**WHAT YOU HAVE TO DO**
Copy every entry as is. Leave images out.

[Stored data]
>>

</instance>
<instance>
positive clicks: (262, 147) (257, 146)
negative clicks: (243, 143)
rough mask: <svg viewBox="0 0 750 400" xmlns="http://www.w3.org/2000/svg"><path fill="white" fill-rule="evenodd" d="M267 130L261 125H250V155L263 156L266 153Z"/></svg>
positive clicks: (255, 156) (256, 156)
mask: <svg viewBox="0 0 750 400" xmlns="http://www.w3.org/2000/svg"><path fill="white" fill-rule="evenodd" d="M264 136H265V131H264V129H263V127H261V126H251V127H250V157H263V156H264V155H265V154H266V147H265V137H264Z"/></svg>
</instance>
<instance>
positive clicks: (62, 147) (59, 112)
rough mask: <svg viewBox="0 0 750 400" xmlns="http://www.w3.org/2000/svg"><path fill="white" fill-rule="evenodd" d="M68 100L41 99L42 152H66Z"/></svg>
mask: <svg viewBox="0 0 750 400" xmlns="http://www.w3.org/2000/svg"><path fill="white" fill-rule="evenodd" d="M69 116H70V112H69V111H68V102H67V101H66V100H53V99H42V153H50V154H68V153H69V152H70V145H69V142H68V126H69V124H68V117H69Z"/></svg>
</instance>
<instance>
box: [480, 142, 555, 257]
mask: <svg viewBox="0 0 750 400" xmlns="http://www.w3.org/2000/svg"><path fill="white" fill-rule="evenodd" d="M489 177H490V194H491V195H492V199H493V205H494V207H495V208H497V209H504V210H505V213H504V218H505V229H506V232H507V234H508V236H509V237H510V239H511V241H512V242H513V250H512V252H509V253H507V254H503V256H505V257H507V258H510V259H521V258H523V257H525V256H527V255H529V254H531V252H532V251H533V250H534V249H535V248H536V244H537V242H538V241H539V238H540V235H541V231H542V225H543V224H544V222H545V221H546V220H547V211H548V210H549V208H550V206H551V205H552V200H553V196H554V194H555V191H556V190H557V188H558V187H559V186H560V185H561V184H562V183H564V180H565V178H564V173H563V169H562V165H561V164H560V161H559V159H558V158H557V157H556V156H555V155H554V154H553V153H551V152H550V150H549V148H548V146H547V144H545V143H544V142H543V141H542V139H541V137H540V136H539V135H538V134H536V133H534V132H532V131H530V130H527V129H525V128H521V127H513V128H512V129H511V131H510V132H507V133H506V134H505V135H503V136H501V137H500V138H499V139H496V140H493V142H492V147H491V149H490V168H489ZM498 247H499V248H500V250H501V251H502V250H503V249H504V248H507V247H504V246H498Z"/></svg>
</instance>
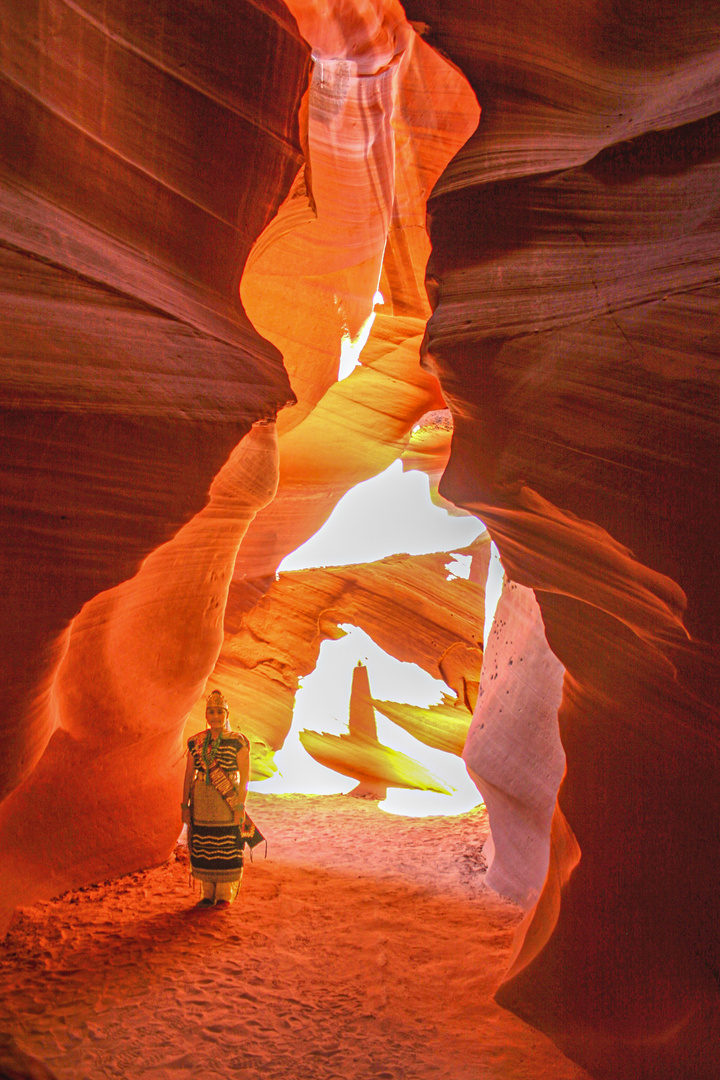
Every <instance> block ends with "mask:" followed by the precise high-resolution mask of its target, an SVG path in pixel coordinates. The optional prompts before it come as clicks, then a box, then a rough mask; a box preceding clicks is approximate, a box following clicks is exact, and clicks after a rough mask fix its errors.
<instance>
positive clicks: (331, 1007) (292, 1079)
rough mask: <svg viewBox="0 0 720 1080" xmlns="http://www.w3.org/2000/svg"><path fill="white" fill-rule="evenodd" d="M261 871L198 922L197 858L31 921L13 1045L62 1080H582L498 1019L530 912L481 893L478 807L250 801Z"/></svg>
mask: <svg viewBox="0 0 720 1080" xmlns="http://www.w3.org/2000/svg"><path fill="white" fill-rule="evenodd" d="M252 812H253V814H254V816H255V818H256V820H257V822H258V824H260V826H261V827H262V829H263V832H264V833H266V834H267V836H268V839H269V846H270V847H269V856H268V859H267V860H262V858H261V856H260V858H257V856H256V860H255V862H254V863H253V864H248V868H247V870H246V874H245V881H244V883H243V890H242V893H241V896H240V897H239V901H237V902H236V903H235V905H234V906H233V907H232V908H230V909H229V910H226V912H216V910H213V909H209V910H205V909H199V908H195V907H194V906H193V905H194V902H195V900H196V896H194V895H193V894H192V893H191V892H190V890H189V887H188V864H187V851H186V849H185V848H182V847H178V849H177V851H176V854H175V856H174V858H173V859H171V861H169V862H168V863H166V864H165V865H163V866H161V867H159V868H157V869H152V870H148V872H145V873H138V874H133V875H130V876H127V877H124V878H120V879H118V880H116V881H111V882H107V883H105V885H101V886H97V887H94V888H90V889H85V890H81V891H80V892H76V893H67V894H66V895H64V896H62V897H60V899H58V900H55V901H52V902H50V903H46V904H41V905H38V906H35V907H28V908H25V909H22V910H21V912H19V913H18V914H17V915H16V917H15V919H14V921H13V924H12V927H11V930H10V932H9V934H8V937H6V940H5V941H4V943H3V944H2V945H1V946H0V1015H3V1016H5V1017H10V1022H9V1023H8V1021H6V1020H5V1022H4V1024H3V1025H2V1026H3V1029H4V1030H5V1031H8V1032H9V1034H11V1035H12V1036H14V1037H15V1039H16V1040H17V1042H18V1043H19V1045H21V1047H22V1048H23V1049H24V1050H25V1051H26V1052H28V1053H30V1054H33V1055H36V1056H37V1057H39V1058H41V1059H42V1061H43V1062H44V1063H45V1064H46V1065H47V1066H50V1067H51V1068H52V1069H53V1070H54V1072H55V1075H56V1076H57V1077H58V1078H59V1080H70V1078H72V1080H96V1078H100V1077H123V1078H128V1080H134V1078H147V1080H154V1078H157V1080H160V1078H161V1077H162V1078H164V1077H173V1078H176V1080H185V1078H188V1080H190V1078H191V1077H192V1078H193V1080H194V1078H198V1077H204V1078H223V1080H225V1078H231V1077H232V1078H236V1080H249V1078H253V1080H259V1078H263V1080H264V1078H283V1080H314V1078H317V1080H332V1078H338V1080H340V1078H343V1080H344V1078H350V1080H370V1078H378V1080H425V1078H427V1080H431V1078H433V1080H441V1078H447V1080H540V1078H545V1077H547V1078H548V1080H551V1078H552V1080H584V1078H586V1076H587V1075H586V1074H585V1072H584V1071H583V1070H582V1069H580V1068H578V1067H576V1066H574V1065H572V1064H571V1063H570V1062H569V1061H568V1059H567V1058H566V1057H563V1055H562V1054H560V1053H559V1051H557V1050H556V1049H555V1047H554V1045H553V1044H552V1043H551V1042H549V1041H548V1040H547V1039H545V1038H544V1037H543V1036H542V1035H540V1034H539V1032H536V1031H533V1030H532V1029H531V1028H529V1027H527V1026H526V1025H525V1024H524V1023H521V1022H520V1021H519V1020H517V1018H516V1017H514V1016H512V1015H511V1014H510V1013H506V1012H504V1011H503V1010H501V1009H499V1008H498V1005H495V1004H494V1002H493V1001H492V993H493V989H494V987H495V986H497V984H498V983H499V981H500V977H501V973H502V971H503V968H504V967H505V964H506V962H507V956H508V951H510V948H511V941H512V932H513V929H514V927H515V926H516V924H517V922H518V920H519V918H520V912H519V909H518V908H516V907H515V906H514V905H512V904H510V903H506V902H504V901H502V900H500V899H499V897H497V896H495V895H494V894H493V893H491V892H490V891H489V890H488V889H487V888H486V887H485V886H484V882H483V873H481V865H483V860H481V858H480V853H479V849H480V845H481V842H483V840H484V839H485V837H486V835H487V819H486V814H485V811H484V809H483V808H477V809H476V810H474V811H472V812H471V813H467V814H464V815H462V816H458V818H449V819H439V818H425V819H406V818H395V816H393V818H391V816H389V815H388V814H385V813H383V812H382V811H381V810H379V809H378V807H377V806H376V805H375V804H371V802H365V801H362V800H356V799H352V798H348V797H345V796H341V795H338V796H301V795H285V796H271V795H254V796H253V806H252Z"/></svg>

<<

**EXERCISE OUTPUT**
</instance>
<instance>
positive clicks: (262, 147) (257, 146)
negative clicks: (243, 143)
rough mask: <svg viewBox="0 0 750 400" xmlns="http://www.w3.org/2000/svg"><path fill="white" fill-rule="evenodd" d="M267 130L261 125H250V155L263 156L266 153Z"/></svg>
positive clicks: (255, 156) (256, 156)
mask: <svg viewBox="0 0 750 400" xmlns="http://www.w3.org/2000/svg"><path fill="white" fill-rule="evenodd" d="M264 136H265V131H264V129H263V127H261V126H251V127H250V157H263V156H264V155H265V154H266V147H265V137H264Z"/></svg>
</instance>
<instance>
positive clicks: (62, 147) (59, 112)
rough mask: <svg viewBox="0 0 750 400" xmlns="http://www.w3.org/2000/svg"><path fill="white" fill-rule="evenodd" d="M68 100L41 99L42 152H66Z"/></svg>
mask: <svg viewBox="0 0 750 400" xmlns="http://www.w3.org/2000/svg"><path fill="white" fill-rule="evenodd" d="M69 116H70V112H69V111H68V102H67V101H66V100H53V99H42V153H50V154H68V153H69V152H70V145H69V142H68V126H69V124H68V117H69Z"/></svg>
</instance>
<instance>
box: [480, 142, 555, 257]
mask: <svg viewBox="0 0 750 400" xmlns="http://www.w3.org/2000/svg"><path fill="white" fill-rule="evenodd" d="M489 177H490V194H491V195H492V199H493V205H494V207H495V208H497V209H504V210H505V213H504V218H505V229H506V232H507V234H508V236H509V237H510V239H511V241H512V242H513V250H512V252H509V253H507V254H503V256H505V257H507V258H510V259H521V258H523V257H525V256H527V255H529V254H531V252H532V251H533V250H534V249H535V248H536V244H537V242H538V241H539V238H540V235H541V231H542V225H543V224H544V222H545V221H546V220H547V211H548V210H549V208H550V206H551V205H552V200H553V196H554V194H555V191H556V190H557V188H558V187H559V186H560V185H561V184H562V183H564V180H565V178H564V173H563V169H562V165H561V164H560V161H559V159H558V158H557V157H556V156H555V155H554V154H553V153H551V152H550V150H549V148H548V146H547V144H545V143H544V142H543V141H542V139H541V137H540V136H539V135H538V134H536V133H534V132H532V131H530V130H527V129H525V128H521V127H513V128H512V129H511V131H510V132H507V133H506V134H505V135H503V136H501V137H500V138H499V139H496V140H493V142H492V147H491V149H490V168H489ZM498 247H499V248H500V250H501V251H502V250H503V249H504V248H507V247H504V246H498Z"/></svg>
</instance>
Every <instance> block ends with "mask:" followed by the precise high-resolution mask of its target, an SVG path in pixel coordinates. The optional prompts before it come as clicks, then a box, then a rough mask; a box preceding clicks is approximate, a box following clicks is exact, and clicks after a rough mask fix its errors.
<instance>
positive clicks: (331, 1007) (292, 1079)
rough mask: <svg viewBox="0 0 720 1080" xmlns="http://www.w3.org/2000/svg"><path fill="white" fill-rule="evenodd" d="M261 871L198 922L197 858L31 921L13 1045L62 1080H582L498 1019L530 912L481 893L478 807L250 801Z"/></svg>
mask: <svg viewBox="0 0 720 1080" xmlns="http://www.w3.org/2000/svg"><path fill="white" fill-rule="evenodd" d="M252 812H253V814H254V816H255V818H256V820H257V822H258V824H260V826H261V827H262V829H263V832H264V833H266V834H267V836H268V839H269V846H270V847H269V856H268V859H267V860H262V858H261V856H260V858H257V856H256V860H255V862H254V863H253V864H248V868H247V870H246V874H245V881H244V883H243V890H242V893H241V896H240V897H239V901H237V902H236V903H235V905H234V906H233V907H232V908H230V909H229V910H226V912H216V910H213V909H209V910H205V909H199V908H195V907H194V906H193V905H194V902H195V900H196V896H194V895H193V894H192V893H191V892H190V890H189V887H188V864H187V851H186V849H185V848H182V847H178V849H177V851H176V854H175V856H174V858H173V859H171V861H169V862H168V863H166V864H165V865H163V866H161V867H159V868H157V869H152V870H148V872H145V873H138V874H133V875H130V876H127V877H124V878H120V879H118V880H116V881H111V882H107V883H105V885H101V886H97V887H94V888H90V889H85V890H81V891H80V892H76V893H67V894H66V895H64V896H62V897H60V899H58V900H55V901H52V902H50V903H46V904H41V905H38V906H35V907H28V908H25V909H22V910H21V912H19V913H18V914H17V915H16V917H15V919H14V921H13V924H12V927H11V930H10V932H9V934H8V937H6V940H5V941H4V943H3V944H2V945H1V946H0V1015H3V1016H5V1017H10V1022H9V1023H8V1021H6V1020H5V1022H4V1024H3V1025H2V1026H3V1029H4V1030H5V1031H8V1032H9V1034H11V1035H12V1036H14V1037H15V1039H16V1040H17V1042H18V1043H19V1045H21V1047H22V1048H23V1049H24V1050H25V1051H26V1052H28V1053H30V1054H33V1055H36V1056H37V1057H39V1058H41V1059H42V1061H43V1062H44V1063H45V1064H46V1065H47V1066H50V1067H51V1068H52V1069H53V1070H54V1072H55V1075H56V1076H57V1077H58V1078H59V1080H70V1078H72V1080H96V1078H100V1077H123V1078H128V1080H134V1078H147V1080H154V1078H157V1080H160V1078H161V1077H162V1078H164V1077H173V1078H176V1080H185V1078H188V1080H190V1078H191V1077H192V1078H193V1080H194V1078H198V1077H204V1078H223V1080H225V1078H231V1077H232V1078H236V1080H249V1078H253V1080H259V1078H263V1080H264V1078H283V1080H314V1078H317V1080H332V1078H338V1080H340V1078H343V1080H344V1078H350V1080H370V1078H378V1080H425V1078H427V1080H431V1078H433V1080H441V1078H447V1080H540V1078H545V1077H547V1078H548V1080H551V1078H552V1080H584V1078H586V1076H587V1075H586V1074H585V1072H584V1071H583V1070H582V1069H580V1068H578V1067H576V1066H574V1065H572V1064H571V1063H570V1062H569V1061H568V1059H567V1058H566V1057H563V1055H562V1054H560V1053H559V1051H557V1050H556V1049H555V1047H554V1045H553V1044H552V1043H551V1042H549V1041H548V1040H547V1039H545V1038H544V1037H543V1036H542V1035H540V1034H539V1032H536V1031H533V1030H532V1029H531V1028H529V1027H527V1026H526V1025H525V1024H524V1023H521V1022H520V1021H519V1020H517V1018H516V1017H514V1016H512V1015H511V1014H510V1013H506V1012H504V1011H503V1010H501V1009H499V1008H498V1005H495V1004H494V1002H493V1001H492V993H493V989H494V987H495V986H497V984H498V983H499V981H500V977H501V973H502V971H503V968H504V967H505V964H506V962H507V956H508V951H510V948H511V941H512V932H513V929H514V927H515V926H516V924H517V922H518V920H519V918H520V912H519V909H518V908H516V907H515V906H514V905H512V904H510V903H506V902H504V901H502V900H500V899H499V897H497V896H495V895H494V894H493V893H491V892H490V891H489V890H488V889H487V888H486V887H485V886H484V882H483V873H481V865H483V860H481V858H480V853H479V849H480V845H481V842H483V840H484V839H485V837H486V835H487V819H486V814H485V811H484V809H483V808H477V809H476V810H474V811H472V812H471V813H467V814H464V815H462V816H458V818H449V819H439V818H425V819H406V818H395V816H393V818H391V816H389V815H388V814H385V813H383V812H382V811H381V810H379V809H378V807H377V806H376V805H375V804H371V802H365V801H362V800H356V799H352V798H348V797H345V796H341V795H338V796H301V795H285V796H271V795H254V796H253V806H252Z"/></svg>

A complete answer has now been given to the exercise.